══ Bacaan ══
Setelah mempunyai kemampuan ekonomi, Sun pun berhak untuk memberi pendapat atas pendidikan anak-anaknya. Sun mengatakan, bahasa ibu saat kecil tidak penting bagi mereka. Namun sikapnya berubah beberapa tahun belakangan ini. Karena pemerintah mulai mempromosikan bahasa ibu di sekolah-sekolah, dan  anak-anak mulai menyadari,  bahwa menguasai  sebuah bahasa asing  adalah   suatu kelebihan. Putranya yang paling besar, kuliah  di jurusan pariwisata, dimana bahasa ibu sangat penting. Sambil tertawa, Sun mengatakan anaknya sekarang sangat terbuka, “Putraku sekarang berani mengatakan kalau dia blasteran!” dan kedua anaknya sekarang semangat ingin belajar bahasa Thailand,  bahkan berinisiatif untuk menggunakan bahasa Thailand dengan Sun.  Dan pada kelas bimbingan di SD ini, kedua anak Sun juga hadir.

Ketika hidup ini mengecewakan, dia pernah berpikir, “Tidak datang ke Taiwan, mungkin hidupnya akan lebih baik!” Sekarang keluarga Sun lebih bahagia, anak-anak pun telah menjadi telah menjadi dewasa, Sun juga masih berkesempatan melakukan hal yang disukai, ia tak menyangka bisa merasakan kebahagiaan seperti ini . Sun mengatakan, perjalanannya sampai hari ini, mulai dari diskriminasi, terpaksa menerima, hingga  dihormati dan dapat mengaku bahwa dirinya telah menjadi  bagian dari Taiwan, semua  hal ini membuatnya merasa sangat puas.
═══
■ **Latihan Singkat 1**: Menurut bacaan, putra tertua Sun kuliah di jurusan apa?
Bacaan dan baris data di bawahnya diambil dari sumber yang berbeda.
══ Kutipan Data ══
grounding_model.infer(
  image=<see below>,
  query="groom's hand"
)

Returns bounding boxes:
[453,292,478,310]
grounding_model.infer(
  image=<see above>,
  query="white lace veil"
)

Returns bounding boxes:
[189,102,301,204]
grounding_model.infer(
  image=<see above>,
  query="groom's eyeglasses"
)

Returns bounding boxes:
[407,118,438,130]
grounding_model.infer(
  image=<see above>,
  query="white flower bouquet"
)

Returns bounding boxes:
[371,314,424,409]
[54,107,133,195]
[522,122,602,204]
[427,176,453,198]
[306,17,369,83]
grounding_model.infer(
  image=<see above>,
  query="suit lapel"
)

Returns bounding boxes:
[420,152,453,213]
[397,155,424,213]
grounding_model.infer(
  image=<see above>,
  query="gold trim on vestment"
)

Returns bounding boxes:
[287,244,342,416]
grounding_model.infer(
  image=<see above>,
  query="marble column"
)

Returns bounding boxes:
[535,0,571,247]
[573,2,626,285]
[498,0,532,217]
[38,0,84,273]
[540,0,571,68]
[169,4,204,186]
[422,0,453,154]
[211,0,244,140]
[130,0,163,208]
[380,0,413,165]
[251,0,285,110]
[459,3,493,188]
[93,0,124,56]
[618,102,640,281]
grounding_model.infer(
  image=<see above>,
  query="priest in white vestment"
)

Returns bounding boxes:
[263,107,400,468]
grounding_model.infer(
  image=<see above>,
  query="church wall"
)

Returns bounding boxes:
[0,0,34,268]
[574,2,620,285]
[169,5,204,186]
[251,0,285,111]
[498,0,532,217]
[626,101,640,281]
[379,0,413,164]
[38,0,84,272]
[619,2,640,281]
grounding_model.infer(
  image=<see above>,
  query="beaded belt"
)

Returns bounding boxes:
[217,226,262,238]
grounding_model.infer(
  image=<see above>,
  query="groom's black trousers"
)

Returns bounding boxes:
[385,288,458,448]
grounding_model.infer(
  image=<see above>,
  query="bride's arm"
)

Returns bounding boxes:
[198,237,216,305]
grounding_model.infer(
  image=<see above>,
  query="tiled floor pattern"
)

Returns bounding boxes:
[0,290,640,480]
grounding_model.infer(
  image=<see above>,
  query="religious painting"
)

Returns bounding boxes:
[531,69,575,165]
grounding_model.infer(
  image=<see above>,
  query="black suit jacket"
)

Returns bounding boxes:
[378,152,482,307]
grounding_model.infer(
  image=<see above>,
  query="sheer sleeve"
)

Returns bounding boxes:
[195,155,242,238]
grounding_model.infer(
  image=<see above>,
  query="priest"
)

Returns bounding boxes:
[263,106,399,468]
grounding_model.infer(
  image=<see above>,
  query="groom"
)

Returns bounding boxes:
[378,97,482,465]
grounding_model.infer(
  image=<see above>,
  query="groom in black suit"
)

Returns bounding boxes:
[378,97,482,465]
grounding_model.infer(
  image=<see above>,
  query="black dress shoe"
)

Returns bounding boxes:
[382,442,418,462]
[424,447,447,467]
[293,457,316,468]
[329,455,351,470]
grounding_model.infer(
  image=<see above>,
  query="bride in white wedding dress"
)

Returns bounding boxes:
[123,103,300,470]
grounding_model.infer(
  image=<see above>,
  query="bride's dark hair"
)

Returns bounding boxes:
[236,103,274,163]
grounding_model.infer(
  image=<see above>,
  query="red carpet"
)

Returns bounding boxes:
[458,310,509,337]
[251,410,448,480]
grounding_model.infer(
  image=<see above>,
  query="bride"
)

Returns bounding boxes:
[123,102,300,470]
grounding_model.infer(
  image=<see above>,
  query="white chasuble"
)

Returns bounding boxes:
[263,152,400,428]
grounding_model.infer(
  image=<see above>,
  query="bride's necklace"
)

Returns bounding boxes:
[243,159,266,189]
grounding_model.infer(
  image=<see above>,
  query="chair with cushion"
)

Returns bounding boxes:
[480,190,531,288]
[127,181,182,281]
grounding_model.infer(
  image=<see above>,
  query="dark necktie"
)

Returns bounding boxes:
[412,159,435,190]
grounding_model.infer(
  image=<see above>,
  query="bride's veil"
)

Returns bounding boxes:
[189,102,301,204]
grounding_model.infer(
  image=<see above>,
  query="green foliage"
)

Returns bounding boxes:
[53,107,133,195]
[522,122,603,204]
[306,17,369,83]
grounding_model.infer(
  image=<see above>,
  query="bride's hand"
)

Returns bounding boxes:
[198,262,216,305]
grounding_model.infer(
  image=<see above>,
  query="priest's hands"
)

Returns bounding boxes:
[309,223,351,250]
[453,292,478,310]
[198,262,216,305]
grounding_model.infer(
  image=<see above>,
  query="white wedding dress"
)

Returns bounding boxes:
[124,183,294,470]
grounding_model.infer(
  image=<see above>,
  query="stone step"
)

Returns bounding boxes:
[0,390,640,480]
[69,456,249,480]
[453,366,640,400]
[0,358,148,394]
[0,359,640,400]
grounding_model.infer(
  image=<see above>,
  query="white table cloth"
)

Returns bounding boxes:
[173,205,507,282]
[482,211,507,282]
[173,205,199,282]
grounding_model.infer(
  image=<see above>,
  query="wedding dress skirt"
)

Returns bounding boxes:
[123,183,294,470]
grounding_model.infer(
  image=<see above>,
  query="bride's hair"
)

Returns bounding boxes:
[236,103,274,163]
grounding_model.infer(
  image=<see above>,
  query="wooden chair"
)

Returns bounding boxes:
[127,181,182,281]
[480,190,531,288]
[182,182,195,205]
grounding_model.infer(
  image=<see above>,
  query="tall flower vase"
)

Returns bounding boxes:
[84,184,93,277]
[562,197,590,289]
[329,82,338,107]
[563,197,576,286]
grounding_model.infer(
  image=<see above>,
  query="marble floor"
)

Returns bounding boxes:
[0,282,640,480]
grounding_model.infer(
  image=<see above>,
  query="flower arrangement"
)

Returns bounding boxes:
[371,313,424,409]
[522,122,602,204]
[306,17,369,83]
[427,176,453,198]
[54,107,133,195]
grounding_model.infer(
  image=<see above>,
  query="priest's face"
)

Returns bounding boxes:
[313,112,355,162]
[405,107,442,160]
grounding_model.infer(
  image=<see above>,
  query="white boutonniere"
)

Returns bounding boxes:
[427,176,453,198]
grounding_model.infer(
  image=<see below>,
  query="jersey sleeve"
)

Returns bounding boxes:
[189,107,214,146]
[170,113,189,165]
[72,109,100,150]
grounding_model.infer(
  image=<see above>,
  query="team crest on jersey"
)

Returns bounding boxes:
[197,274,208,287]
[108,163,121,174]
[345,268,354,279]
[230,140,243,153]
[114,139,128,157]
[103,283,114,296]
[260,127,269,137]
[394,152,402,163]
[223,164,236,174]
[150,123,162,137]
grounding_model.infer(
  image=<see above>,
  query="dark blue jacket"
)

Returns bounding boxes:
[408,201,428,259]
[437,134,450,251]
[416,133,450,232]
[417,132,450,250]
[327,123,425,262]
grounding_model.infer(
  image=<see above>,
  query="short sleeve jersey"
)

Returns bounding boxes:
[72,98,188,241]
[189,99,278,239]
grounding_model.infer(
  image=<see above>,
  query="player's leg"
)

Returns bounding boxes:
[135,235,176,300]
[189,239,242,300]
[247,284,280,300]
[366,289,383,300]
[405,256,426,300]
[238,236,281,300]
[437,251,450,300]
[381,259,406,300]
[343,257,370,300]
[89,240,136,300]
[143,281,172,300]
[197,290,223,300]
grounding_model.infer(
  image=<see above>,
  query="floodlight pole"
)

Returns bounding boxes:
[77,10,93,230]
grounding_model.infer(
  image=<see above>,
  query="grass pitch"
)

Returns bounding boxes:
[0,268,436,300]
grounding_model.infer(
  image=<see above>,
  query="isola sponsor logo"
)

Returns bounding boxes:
═══
■ **Latihan Singkat 2**: Salin apa adanya bagian baris data hasil ekstraksi yang dimulai dari baris pertama data dan berakhir pada baris yang memuat "[619,2,640,281]", dengan kedua ujungnya ikut disalin.

■ **Jawaban Tertulis 1**: Jurusan pariwisata.

■ **Jawaban Tertulis 2**:
grounding_model.infer(
  image=<see below>,
  query="groom's hand"
)

Returns bounding boxes:
[453,292,478,310]
grounding_model.infer(
  image=<see above>,
  query="white lace veil"
)

Returns bounding boxes:
[189,102,301,204]
grounding_model.infer(
  image=<see above>,
  query="groom's eyeglasses"
)

Returns bounding boxes:
[407,118,438,130]
grounding_model.infer(
  image=<see above>,
  query="white flower bouquet"
)

Returns bounding boxes:
[371,314,424,409]
[54,107,133,195]
[522,122,602,204]
[427,176,453,198]
[306,17,369,83]
grounding_model.infer(
  image=<see above>,
  query="suit lapel"
)

Returns bounding boxes:
[420,152,453,213]
[397,155,424,213]
grounding_model.infer(
  image=<see above>,
  query="gold trim on vestment"
)

Returns bounding boxes:
[287,244,342,416]
grounding_model.infer(
  image=<see above>,
  query="marble column"
)

Returns bounding boxes:
[535,0,571,247]
[573,2,626,285]
[498,0,532,217]
[38,0,84,273]
[540,0,571,68]
[169,4,204,186]
[422,0,453,154]
[211,0,244,140]
[130,0,163,208]
[380,0,413,165]
[251,0,285,110]
[459,3,493,188]
[93,0,124,56]
[618,102,640,281]
grounding_model.infer(
  image=<see above>,
  query="priest in white vestment"
)

Returns bounding boxes:
[263,107,400,468]
grounding_model.infer(
  image=<see above>,
  query="church wall"
)

Returns bounding boxes:
[0,0,34,268]
[574,2,620,285]
[169,5,204,186]
[251,0,285,111]
[498,0,532,217]
[626,101,640,281]
[379,0,413,164]
[38,0,84,272]
[619,2,640,281]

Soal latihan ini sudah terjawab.